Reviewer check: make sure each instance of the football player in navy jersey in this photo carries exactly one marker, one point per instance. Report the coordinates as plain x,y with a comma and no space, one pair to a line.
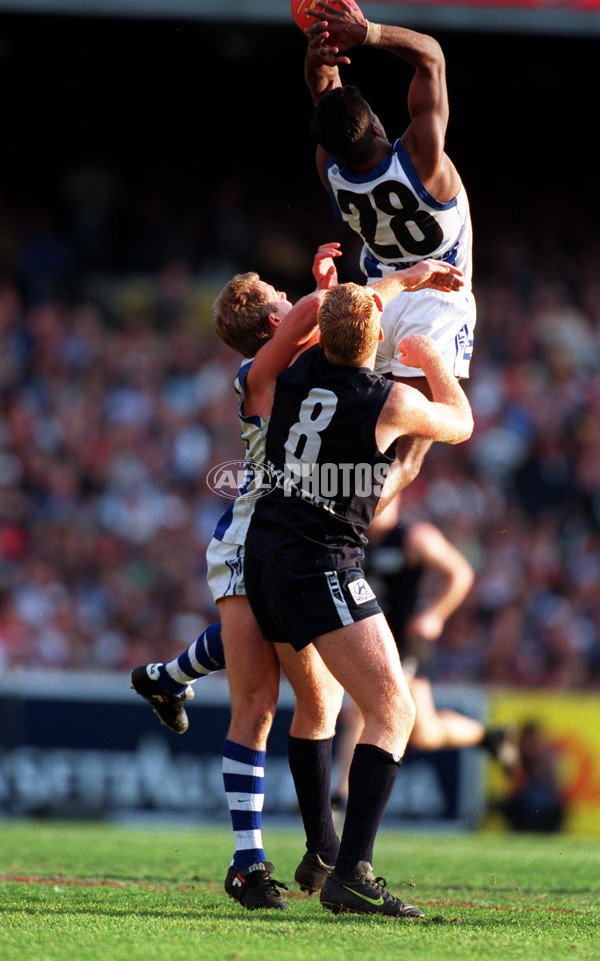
330,441
404,198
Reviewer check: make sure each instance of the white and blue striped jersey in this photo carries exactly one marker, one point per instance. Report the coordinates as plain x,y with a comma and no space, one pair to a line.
398,220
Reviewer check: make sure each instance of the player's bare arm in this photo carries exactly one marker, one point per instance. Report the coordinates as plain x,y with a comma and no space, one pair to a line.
427,273
428,107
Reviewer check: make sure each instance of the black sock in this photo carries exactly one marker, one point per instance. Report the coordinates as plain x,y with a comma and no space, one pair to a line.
310,764
372,776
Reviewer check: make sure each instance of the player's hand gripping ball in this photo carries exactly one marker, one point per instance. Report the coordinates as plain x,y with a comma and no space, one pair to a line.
301,11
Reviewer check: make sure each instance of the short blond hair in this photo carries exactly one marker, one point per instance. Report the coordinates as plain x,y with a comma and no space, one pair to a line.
240,314
349,321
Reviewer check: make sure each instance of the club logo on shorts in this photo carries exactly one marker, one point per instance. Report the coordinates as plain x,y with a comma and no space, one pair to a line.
235,477
361,592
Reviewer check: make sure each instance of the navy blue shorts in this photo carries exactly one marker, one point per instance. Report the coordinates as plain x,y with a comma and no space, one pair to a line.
295,607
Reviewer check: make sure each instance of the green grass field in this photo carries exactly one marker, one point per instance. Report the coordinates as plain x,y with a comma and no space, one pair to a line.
76,891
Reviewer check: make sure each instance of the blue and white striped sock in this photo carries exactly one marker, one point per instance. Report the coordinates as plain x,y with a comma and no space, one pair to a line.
204,656
244,781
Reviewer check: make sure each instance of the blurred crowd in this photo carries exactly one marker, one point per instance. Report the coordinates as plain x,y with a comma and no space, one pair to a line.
117,400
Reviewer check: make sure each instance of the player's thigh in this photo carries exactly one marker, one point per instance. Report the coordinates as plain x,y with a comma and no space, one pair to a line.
364,658
318,694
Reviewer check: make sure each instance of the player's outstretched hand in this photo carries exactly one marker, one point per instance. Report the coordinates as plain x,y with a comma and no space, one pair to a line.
433,273
345,22
324,269
321,47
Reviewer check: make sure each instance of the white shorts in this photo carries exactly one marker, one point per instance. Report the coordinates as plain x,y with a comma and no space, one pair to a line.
225,574
448,318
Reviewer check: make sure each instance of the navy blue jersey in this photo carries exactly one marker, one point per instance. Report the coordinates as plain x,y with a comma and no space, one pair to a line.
395,582
327,469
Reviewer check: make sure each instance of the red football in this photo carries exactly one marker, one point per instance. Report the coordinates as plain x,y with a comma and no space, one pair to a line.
301,10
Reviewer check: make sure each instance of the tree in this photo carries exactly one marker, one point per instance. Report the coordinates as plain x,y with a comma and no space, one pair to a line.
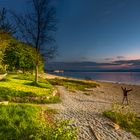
5,25
20,56
37,27
6,31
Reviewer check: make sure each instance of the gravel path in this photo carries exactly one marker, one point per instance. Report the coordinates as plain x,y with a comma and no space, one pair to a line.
86,112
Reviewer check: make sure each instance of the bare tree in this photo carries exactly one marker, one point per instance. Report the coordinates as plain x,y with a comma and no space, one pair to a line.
5,25
37,27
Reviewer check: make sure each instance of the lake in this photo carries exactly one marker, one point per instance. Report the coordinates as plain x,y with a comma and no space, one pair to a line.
119,77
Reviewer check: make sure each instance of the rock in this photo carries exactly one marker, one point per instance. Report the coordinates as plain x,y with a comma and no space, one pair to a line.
114,125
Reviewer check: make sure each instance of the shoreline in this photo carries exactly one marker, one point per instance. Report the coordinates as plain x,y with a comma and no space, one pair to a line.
102,81
112,92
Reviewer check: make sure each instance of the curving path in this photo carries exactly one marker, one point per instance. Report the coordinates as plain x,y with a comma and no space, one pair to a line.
86,113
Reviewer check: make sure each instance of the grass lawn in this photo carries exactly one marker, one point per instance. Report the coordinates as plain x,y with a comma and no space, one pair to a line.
15,89
29,122
74,85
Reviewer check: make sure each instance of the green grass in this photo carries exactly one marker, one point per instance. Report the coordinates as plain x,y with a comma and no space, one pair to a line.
15,89
74,85
127,120
28,122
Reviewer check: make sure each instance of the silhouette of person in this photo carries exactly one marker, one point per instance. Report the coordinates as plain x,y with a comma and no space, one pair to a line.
125,93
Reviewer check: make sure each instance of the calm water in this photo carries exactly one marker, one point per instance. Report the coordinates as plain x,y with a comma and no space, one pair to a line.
121,77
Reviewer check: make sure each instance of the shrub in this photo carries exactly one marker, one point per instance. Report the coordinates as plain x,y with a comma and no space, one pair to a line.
27,122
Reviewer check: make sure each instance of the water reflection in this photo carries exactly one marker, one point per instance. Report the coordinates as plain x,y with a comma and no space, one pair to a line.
123,77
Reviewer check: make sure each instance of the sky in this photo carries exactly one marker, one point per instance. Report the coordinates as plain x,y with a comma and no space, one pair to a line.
101,31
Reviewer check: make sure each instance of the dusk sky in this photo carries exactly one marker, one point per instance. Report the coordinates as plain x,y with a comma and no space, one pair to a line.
94,30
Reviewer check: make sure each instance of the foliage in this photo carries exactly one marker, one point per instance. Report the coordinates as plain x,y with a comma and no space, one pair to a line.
73,85
37,27
27,122
20,56
16,90
128,120
5,25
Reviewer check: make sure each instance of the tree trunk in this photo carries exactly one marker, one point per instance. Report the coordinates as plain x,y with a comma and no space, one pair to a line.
36,67
36,73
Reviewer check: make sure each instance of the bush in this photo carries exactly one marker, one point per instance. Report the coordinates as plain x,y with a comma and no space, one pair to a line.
27,122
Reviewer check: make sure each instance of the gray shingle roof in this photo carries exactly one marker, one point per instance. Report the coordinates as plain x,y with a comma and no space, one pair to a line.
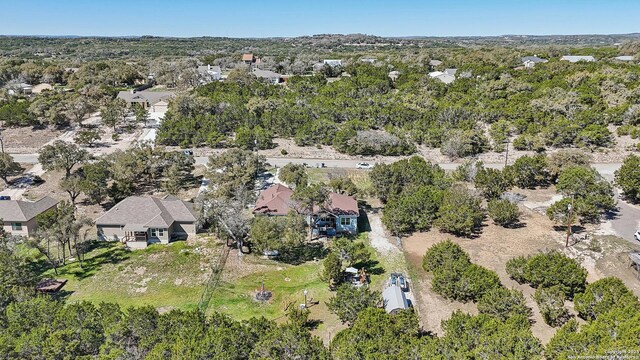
19,211
148,212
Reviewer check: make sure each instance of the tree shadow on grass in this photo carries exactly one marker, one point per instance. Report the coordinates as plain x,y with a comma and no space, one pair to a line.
302,254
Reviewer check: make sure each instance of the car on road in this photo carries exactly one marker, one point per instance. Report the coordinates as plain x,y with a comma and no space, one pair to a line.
364,166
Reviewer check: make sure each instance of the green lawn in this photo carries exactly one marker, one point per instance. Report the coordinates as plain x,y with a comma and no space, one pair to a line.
163,276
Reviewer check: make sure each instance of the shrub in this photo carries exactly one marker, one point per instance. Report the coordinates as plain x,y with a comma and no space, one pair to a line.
551,304
460,213
443,254
604,295
503,303
550,269
503,212
516,268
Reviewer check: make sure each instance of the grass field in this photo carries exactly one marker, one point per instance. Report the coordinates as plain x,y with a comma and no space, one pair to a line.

——

WHAT YOU SHOULD DO
Quote, without alteration, the final stretch of the entries: the line with "Reviewer check: make sure each instance of the car" onward to the last line.

FINAL RESULT
Reviewer check: make sure each instance of the car on road in this photo carries exactly one marker, one point per instance. Report the coordinates as plain x,y with a comma and no space, one pair to a line.
364,166
Reviewer check: make sure each instance of the green lawn in this photo carries exactly one marker, one point per instance. Report the coordinates as plain x,y with a comma and no space, one pair to a line.
163,276
Reviewer check: make sure each instance of the shrub in this photo carries exactly one marker, one point per instance. Report the coordinates as plain x,y with a comma and no space, one pair to a line.
551,304
460,213
443,254
604,295
503,303
550,269
503,212
516,268
Reviewer check: make sure each instance of the grass field in this photo carries exactly one marker, one point per instance. Report the coordinates as plain x,y with a comma and no space, one pair to a line.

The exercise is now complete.